EXERCISE PROMPT.
Locate each line in the items below that includes the string "jacket", and copy those lines out in the order they appear.

[Start of DATA LISTING]

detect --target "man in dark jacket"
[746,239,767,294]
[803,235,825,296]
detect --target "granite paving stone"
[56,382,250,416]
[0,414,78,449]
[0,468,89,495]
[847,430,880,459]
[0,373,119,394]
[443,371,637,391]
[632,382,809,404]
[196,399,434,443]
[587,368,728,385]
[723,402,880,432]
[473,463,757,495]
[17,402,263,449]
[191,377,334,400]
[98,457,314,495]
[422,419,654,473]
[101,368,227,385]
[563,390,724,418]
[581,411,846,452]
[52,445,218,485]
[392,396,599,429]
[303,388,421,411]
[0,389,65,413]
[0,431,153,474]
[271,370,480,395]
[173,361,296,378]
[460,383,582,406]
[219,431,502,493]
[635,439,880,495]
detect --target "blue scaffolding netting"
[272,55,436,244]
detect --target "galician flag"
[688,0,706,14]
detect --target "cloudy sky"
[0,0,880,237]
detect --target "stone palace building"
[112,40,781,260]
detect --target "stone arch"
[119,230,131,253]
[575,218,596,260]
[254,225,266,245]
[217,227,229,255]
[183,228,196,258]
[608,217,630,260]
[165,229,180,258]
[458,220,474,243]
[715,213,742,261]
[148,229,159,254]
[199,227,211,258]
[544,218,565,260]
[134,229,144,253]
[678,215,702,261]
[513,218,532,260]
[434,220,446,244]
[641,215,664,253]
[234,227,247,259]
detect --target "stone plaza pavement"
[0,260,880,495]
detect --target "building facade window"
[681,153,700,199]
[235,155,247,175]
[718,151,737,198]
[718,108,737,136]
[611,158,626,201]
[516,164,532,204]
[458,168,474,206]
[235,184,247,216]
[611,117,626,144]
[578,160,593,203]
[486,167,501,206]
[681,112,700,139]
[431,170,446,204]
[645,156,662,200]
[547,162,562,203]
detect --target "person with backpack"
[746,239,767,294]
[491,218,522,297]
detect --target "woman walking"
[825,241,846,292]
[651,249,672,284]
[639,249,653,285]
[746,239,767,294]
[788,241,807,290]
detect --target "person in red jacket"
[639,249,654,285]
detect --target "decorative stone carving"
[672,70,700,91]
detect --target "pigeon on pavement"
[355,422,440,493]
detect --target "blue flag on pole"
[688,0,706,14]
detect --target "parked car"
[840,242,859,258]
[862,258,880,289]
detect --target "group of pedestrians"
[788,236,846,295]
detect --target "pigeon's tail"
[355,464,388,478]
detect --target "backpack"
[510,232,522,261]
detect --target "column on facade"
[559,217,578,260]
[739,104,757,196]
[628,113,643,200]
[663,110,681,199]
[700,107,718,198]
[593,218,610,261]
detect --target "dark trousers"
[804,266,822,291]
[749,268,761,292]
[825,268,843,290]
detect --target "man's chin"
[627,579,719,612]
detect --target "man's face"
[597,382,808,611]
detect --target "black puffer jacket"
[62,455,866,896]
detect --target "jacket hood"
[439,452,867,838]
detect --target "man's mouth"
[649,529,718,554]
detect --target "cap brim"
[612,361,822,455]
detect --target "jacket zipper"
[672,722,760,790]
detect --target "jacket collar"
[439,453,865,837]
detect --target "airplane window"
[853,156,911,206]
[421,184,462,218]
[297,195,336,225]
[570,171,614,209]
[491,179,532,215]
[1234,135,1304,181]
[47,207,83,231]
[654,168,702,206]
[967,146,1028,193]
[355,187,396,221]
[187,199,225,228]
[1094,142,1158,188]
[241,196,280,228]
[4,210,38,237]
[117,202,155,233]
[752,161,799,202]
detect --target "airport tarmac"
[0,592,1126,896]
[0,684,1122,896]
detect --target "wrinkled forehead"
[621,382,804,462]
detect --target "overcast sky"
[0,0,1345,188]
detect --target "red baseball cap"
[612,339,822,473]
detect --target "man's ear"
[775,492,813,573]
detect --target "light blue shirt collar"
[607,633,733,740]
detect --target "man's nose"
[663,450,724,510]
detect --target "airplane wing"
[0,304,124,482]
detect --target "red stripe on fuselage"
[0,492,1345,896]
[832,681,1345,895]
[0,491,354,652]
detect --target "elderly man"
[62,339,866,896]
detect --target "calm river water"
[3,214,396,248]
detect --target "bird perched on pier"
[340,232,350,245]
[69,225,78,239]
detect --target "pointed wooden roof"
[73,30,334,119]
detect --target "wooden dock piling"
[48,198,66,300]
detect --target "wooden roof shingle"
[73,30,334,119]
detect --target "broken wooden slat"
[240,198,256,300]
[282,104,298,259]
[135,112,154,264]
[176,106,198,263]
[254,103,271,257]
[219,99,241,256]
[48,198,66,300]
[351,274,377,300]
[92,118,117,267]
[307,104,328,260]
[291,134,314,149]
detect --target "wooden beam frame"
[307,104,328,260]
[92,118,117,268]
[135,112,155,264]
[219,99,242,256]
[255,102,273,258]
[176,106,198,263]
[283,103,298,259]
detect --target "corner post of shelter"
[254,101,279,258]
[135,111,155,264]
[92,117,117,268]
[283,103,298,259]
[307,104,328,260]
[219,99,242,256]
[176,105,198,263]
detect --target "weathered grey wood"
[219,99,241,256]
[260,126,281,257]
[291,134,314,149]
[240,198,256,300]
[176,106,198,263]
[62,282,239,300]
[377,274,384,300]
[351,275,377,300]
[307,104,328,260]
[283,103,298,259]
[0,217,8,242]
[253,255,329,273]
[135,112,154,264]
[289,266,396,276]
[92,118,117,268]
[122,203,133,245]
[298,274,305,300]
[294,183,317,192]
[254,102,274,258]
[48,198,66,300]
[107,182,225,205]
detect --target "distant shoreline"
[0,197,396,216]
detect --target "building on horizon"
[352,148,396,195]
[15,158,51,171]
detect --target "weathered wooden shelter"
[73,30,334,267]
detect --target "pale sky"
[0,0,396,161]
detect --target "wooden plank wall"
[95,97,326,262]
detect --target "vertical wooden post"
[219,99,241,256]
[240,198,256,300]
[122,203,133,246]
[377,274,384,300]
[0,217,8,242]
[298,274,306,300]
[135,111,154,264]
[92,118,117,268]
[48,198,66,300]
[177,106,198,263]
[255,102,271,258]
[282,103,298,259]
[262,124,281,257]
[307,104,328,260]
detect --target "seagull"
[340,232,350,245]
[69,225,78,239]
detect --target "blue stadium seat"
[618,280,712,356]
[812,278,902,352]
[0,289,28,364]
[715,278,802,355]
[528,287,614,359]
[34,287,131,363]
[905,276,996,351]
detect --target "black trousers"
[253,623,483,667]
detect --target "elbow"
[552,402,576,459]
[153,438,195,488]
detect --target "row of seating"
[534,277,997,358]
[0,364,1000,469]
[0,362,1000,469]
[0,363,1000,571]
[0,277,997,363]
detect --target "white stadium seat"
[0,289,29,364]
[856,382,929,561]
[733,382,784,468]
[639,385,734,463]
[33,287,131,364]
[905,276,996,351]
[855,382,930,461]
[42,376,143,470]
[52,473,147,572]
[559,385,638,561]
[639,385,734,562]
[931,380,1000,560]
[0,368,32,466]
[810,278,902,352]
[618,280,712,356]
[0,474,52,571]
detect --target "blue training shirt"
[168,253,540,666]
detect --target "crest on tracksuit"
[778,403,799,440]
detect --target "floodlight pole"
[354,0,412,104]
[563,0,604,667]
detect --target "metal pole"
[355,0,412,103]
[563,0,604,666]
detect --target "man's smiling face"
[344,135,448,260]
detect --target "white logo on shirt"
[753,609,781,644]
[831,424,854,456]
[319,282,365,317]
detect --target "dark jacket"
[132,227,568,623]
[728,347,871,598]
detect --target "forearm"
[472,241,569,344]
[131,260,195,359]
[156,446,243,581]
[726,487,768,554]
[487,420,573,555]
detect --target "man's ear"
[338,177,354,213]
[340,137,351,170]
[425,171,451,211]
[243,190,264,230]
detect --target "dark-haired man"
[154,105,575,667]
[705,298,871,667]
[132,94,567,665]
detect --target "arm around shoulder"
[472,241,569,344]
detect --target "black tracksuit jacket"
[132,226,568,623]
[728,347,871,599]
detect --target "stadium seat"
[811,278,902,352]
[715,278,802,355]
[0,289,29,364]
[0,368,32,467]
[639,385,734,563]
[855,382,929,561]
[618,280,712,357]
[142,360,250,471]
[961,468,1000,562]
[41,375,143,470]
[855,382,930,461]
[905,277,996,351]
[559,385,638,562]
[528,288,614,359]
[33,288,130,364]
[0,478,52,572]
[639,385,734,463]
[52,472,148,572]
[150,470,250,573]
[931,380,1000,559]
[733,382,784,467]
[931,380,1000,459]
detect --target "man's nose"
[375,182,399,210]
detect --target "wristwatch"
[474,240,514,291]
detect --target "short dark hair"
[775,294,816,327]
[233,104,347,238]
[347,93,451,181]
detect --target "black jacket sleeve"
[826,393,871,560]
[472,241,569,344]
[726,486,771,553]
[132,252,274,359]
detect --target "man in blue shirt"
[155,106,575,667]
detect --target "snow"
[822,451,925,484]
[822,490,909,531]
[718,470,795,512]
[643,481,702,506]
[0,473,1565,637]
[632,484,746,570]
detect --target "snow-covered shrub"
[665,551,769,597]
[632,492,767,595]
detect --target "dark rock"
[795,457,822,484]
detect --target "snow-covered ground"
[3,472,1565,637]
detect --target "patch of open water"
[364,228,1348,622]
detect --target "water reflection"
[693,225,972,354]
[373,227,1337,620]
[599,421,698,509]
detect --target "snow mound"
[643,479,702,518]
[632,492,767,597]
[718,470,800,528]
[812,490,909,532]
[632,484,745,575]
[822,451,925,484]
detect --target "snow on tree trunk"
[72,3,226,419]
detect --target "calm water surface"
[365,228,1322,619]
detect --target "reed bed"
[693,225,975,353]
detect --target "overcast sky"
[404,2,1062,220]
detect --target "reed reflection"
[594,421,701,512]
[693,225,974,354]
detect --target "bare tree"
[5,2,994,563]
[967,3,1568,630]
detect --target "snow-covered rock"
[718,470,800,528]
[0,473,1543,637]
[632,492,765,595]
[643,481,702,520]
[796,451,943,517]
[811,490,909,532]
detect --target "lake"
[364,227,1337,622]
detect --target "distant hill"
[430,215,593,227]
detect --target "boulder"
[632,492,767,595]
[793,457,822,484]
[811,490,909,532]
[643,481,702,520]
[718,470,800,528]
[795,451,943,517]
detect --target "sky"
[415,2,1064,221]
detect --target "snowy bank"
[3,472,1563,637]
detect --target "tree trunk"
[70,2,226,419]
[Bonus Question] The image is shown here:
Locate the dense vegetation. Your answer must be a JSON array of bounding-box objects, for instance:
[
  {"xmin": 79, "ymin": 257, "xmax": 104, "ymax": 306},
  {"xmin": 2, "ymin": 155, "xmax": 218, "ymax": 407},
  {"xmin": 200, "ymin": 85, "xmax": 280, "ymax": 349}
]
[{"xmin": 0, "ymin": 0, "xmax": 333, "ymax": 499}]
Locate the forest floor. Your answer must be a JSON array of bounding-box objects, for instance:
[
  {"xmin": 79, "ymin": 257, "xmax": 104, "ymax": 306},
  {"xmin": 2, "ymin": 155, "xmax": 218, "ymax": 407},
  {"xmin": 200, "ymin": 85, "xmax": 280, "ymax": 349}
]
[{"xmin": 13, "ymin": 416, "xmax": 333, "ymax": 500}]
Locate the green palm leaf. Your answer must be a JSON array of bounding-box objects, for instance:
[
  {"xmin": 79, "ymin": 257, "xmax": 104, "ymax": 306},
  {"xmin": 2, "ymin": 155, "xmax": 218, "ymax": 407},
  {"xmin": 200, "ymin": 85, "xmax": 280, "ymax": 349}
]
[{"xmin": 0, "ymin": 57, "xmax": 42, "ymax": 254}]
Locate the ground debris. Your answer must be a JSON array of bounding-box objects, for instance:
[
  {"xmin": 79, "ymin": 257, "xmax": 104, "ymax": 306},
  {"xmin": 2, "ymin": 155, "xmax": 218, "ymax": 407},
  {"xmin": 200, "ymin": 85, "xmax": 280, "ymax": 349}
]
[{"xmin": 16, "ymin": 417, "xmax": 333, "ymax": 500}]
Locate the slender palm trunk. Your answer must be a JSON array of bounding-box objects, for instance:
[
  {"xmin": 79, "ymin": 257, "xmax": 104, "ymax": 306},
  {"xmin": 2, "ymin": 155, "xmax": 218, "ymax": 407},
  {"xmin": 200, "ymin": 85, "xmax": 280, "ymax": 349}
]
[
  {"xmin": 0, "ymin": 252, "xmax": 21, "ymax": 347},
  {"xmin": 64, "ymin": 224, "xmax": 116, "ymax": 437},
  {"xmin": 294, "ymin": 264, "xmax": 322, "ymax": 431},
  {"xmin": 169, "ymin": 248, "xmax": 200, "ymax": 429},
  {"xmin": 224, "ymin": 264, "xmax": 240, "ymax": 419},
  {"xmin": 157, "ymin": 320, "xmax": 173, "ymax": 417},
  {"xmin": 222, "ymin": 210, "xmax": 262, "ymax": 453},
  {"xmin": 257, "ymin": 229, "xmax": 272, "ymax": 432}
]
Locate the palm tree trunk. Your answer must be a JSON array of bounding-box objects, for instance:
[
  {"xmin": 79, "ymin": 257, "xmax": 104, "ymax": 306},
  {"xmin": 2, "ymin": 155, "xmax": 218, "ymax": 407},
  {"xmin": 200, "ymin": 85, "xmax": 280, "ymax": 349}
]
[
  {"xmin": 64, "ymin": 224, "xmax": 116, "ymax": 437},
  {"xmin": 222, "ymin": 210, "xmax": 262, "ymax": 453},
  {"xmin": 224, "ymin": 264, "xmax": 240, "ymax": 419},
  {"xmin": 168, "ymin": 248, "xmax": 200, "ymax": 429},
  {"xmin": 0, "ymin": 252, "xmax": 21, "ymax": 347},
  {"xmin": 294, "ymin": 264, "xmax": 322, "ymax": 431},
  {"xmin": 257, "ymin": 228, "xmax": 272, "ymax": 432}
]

[End of DATA LISTING]

ANSWER TO THIS TASK.
detect --target "man in dark jacket"
detect --target "person in red jacket"
detect --target "black puffer jacket"
detect --target "jacket hood"
detect --target "jacket zipper"
detect --target "jacket collar"
detect --target "dark jacket"
detect --target "black tracksuit jacket"
detect --target "black jacket sleeve"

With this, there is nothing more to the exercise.